[Source data]
**********

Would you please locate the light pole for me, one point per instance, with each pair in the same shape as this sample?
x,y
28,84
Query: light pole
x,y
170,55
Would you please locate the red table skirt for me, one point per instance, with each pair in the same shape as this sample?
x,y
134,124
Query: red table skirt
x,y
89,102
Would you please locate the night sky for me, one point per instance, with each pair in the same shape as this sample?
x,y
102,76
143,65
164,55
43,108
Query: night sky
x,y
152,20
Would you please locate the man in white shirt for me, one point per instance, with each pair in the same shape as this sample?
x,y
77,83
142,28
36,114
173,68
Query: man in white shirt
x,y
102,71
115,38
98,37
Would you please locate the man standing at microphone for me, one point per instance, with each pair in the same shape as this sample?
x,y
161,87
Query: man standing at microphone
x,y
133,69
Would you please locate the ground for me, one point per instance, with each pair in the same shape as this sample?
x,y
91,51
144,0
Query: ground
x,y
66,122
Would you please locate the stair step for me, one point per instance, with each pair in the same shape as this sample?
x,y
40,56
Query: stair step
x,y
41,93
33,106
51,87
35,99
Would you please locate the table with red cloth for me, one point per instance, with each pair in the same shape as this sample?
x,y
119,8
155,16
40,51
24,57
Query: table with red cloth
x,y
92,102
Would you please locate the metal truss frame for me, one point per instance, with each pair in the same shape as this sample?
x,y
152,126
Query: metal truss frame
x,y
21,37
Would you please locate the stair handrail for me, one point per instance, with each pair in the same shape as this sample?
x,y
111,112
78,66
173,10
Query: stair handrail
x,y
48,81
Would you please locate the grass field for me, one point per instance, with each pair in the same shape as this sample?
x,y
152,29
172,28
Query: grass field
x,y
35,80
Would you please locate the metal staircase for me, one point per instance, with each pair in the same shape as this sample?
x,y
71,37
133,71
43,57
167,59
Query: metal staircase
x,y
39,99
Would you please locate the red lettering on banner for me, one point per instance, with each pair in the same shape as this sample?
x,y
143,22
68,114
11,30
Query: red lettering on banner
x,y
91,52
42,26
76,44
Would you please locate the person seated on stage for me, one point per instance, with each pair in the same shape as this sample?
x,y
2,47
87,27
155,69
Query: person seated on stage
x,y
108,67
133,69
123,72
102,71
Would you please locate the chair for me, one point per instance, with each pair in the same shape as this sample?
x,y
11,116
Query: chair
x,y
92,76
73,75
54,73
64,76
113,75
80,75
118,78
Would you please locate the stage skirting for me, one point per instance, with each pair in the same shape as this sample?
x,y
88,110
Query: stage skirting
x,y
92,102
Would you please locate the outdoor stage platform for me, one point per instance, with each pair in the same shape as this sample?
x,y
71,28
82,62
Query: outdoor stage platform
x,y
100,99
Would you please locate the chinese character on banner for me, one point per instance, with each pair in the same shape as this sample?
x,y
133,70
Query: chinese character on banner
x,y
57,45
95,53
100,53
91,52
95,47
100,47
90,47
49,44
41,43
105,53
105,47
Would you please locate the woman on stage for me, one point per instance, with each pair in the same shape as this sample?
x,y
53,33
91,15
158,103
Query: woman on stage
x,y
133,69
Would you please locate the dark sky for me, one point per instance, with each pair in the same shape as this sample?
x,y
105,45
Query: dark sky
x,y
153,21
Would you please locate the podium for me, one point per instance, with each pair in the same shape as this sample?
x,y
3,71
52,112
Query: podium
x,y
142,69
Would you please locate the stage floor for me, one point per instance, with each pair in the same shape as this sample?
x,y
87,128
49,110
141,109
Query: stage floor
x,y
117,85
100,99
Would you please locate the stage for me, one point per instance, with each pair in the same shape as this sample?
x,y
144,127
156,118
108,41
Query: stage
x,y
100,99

**********

In your response, give all the records again with nothing altered.

--- RESULT BELOW ---
Would you please locate the light pole for me, one point per instance, with each pair in the same shape as this sample?
x,y
28,84
Query: light pole
x,y
170,55
Would you please locate the red table skirt for me, one point per instance, with each pair in the same shape as this sample?
x,y
134,124
Query: red table skirt
x,y
89,102
Would you please locate the night sky for me, one point per instance, with each pair in the same shape as this sample?
x,y
102,76
143,65
164,55
43,108
Query: night sky
x,y
152,20
Would you please locate the man in white shirt for me, one point per instance, with each pair in the same shape as this sample?
x,y
77,83
142,28
36,114
173,68
Query: man in white shirt
x,y
102,71
115,38
98,37
Would you please locate the man standing at microphone for me, one point per instance, with each pair in the same shape as this sample?
x,y
161,87
Query: man standing at microphone
x,y
133,69
Would you please locate the ground for me, one point per instance, with each pair in the same shape as this sample?
x,y
91,51
144,0
Query: ground
x,y
66,122
Would you please locate the stair step for me, one point per instance, with each pair in the same shape as this sample?
x,y
40,56
Query: stair step
x,y
41,93
33,106
51,87
35,99
Would you please locate the table with red cloth for me, one point per instance, with each pair in the same shape as this sample?
x,y
119,8
155,16
40,51
24,57
Query: table with red cloth
x,y
92,102
Would you please locate the metal truss frame for me, one point per instance, with each pair in the same shape as this sample?
x,y
152,126
Query: metal truss frame
x,y
21,37
Would you please locate the stair handrail for me, one point per instance, with each pair in the same shape as this sample?
x,y
111,112
78,66
173,10
Query: stair handrail
x,y
48,81
Would you please locate the grass field for me, one point per instance, with each pair in the same shape as this sample?
x,y
152,29
172,28
Query: grass field
x,y
35,80
Would you please locate the metal staircase for me, one point per instance, with each pair in the same shape as this sample?
x,y
71,37
133,71
43,57
167,59
Query: metal staircase
x,y
39,99
Would you please locate the red lettering on banner for me, one point per instance, with each pair in the same shape as this sample?
x,y
143,22
68,114
11,30
Query: red lettering on banner
x,y
91,52
42,26
76,44
Would you please locate the person seated on stage for me, one point per instance, with each pair in the same shape as this sample?
x,y
2,47
87,27
155,69
Query: person seated on stage
x,y
108,67
133,69
123,72
102,71
Would you please locate the chair for me, one point per instance, with each pair in the same shape as this sample?
x,y
11,116
Query: chair
x,y
92,76
73,75
54,73
64,76
113,75
80,75
118,78
Would you please locate the stage skirting for me, one point per instance, with each pair in the same shape as this sample?
x,y
88,110
Query: stage skirting
x,y
92,102
Would you please locate the outdoor stage platform for me, one point per instance, with each pair in the same shape as this sample?
x,y
71,28
82,62
Query: outdoor stage platform
x,y
100,99
Would you please locate the chinese character on banner for me, one point per instance, with each pair in the same shape as this sample?
x,y
133,70
Query: chinese character on banner
x,y
57,45
95,53
100,53
91,52
95,47
100,47
90,47
49,44
41,43
105,53
105,47
Would you please locate the woman on stage for me, one point per instance, with each pair in the same shape as this sample?
x,y
53,33
91,15
158,103
Query: woman on stage
x,y
133,69
Would you please locate the dark sky for me, one point per instance, with each pair in the same shape as this sample?
x,y
105,45
Query: dark sky
x,y
153,21
Would you please locate the podium for me, one point per instance, with each pair in the same shape as this sample?
x,y
3,71
52,112
Query: podium
x,y
142,69
Would you please locate the stage floor for me, one point per instance, with each pair in the same shape as this sample?
x,y
87,128
49,110
141,109
Query: stage floor
x,y
117,85
100,99
Would you please locate the stage for me, one point per instance, with each pair in the same shape as this sample?
x,y
144,127
156,118
108,41
Query: stage
x,y
100,99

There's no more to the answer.